His visit in January 2014 marked another first between the two countries. It was the first time a Japanese PM would be the chief guest at the Republic Day Parade. A few decades earlier, Japan, which is perhaps the only country that has pacifism written into its constitution, may have seemed like an inappropriate choice at a parade that puts on full display India’s military power. But Abe was different. In his second term, he wanted to change the constitution to get rid of the Article which he believed was preventing Japan from finding its true potential.
He was driven by the mission to help Japan find its true identity, and return it to its pre-World War II status, which he said was not to revive Japanese militarism, but aimed to restore Japanese “self esteem”. He appeared impatient with his compatriots’ comfort levels with the world’s post-war arrangements for the country. In a speech to the Diet after ISIS killed two Japanese hostages, he goaded his country to “get confident” and adopt “proactive pacifism” that would equip Japan for an international role as a protector of global peace. It was during his tenure that the Japanese Maritime Self Defence Force (constitutionally, the Japanese military exists only for self-defence purposes) began naval exercises with friendly powers — India and Japan held their first naval exercise in December 2013 — and the country appointed its first National Security Advisor. This search for self-esteem also made him controversial internationally, as when he appeared to deny the existence of “comfort women”. He also took steps to rewrite Japan’s history.
There were times that India was not entirely comfortable with the pace of the fast-growing relationship, especially at a time that Delhi-Beijing ties were also growing and the two sides had agreed that their border dispute would be resolved peacefully. During his visit in 2007, as if sensing these concerns, Abe, invoking Nehru again, said: “Japan has undergone the Discovery of India, by which I mean we have rediscovered India as a partner that shares the same values and interests and also as a friend that will work alongside us to enrich the seas of freedom and prosperity… I wonder, here in India, whether there is now a similar change underway in your perception of Japan. If by some chance this has not yet taken place, would you allow me to say that it started here, now, with all of you?”
Abe believed that as the third generation politician, he was both destined and better equipped than many of his peers to play a transformational role in Japan’s politics and foreign affairs. He certainly achieved that with India. His passionate advocacy of closer ties with India will be missed.

> [DATA BLOCK]:
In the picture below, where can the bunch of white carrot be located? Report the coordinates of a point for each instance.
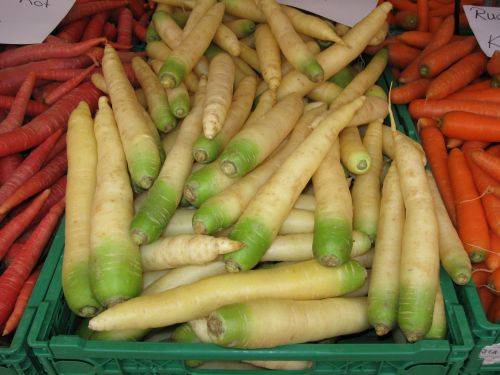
(245, 223)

> [REQUIRED WORK]:
Extract the full text above about Abe and Japan's ties with India, reproducing it word for word.

> [RESPONSE TO THE EXERCISE]:
His visit in January 2014 marked another first between the two countries. It was the first time a Japanese PM would be the chief guest at the Republic Day Parade. A few decades earlier, Japan, which is perhaps the only country that has pacifism written into its constitution, may have seemed like an inappropriate choice at a parade that puts on full display India’s military power. But Abe was different. In his second term, he wanted to change the constitution to get rid of the Article which he believed was preventing Japan from finding its true potential.
He was driven by the mission to help Japan find its true identity, and return it to its pre-World War II status, which he said was not to revive Japanese militarism, but aimed to restore Japanese “self esteem”. He appeared impatient with his compatriots’ comfort levels with the world’s post-war arrangements for the country. In a speech to the Diet after ISIS killed two Japanese hostages, he goaded his country to “get confident” and adopt “proactive pacifism” that would equip Japan for an international role as a protector of global peace. It was during his tenure that the Japanese Maritime Self Defence Force (constitutionally, the Japanese military exists only for self-defence purposes) began naval exercises with friendly powers — India and Japan held their first naval exercise in December 2013 — and the country appointed its first National Security Advisor. This search for self-esteem also made him controversial internationally, as when he appeared to deny the existence of “comfort women”. He also took steps to rewrite Japan’s history.
There were times that India was not entirely comfortable with the pace of the fast-growing relationship, especially at a time that Delhi-Beijing ties were also growing and the two sides had agreed that their border dispute would be resolved peacefully. During his visit in 2007, as if sensing these concerns, Abe, invoking Nehru again, said: “Japan has undergone the Discovery of India, by which I mean we have rediscovered India as a partner that shares the same values and interests and also as a friend that will work alongside us to enrich the seas of freedom and prosperity… I wonder, here in India, whether there is now a similar change underway in your perception of Japan. If by some chance this has not yet taken place, would you allow me to say that it started here, now, with all of you?”
Abe believed that as the third generation politician, he was both destined and better equipped than many of his peers to play a transformational role in Japan’s politics and foreign affairs. He certainly achieved that with India. His passionate advocacy of closer ties with India will be missed.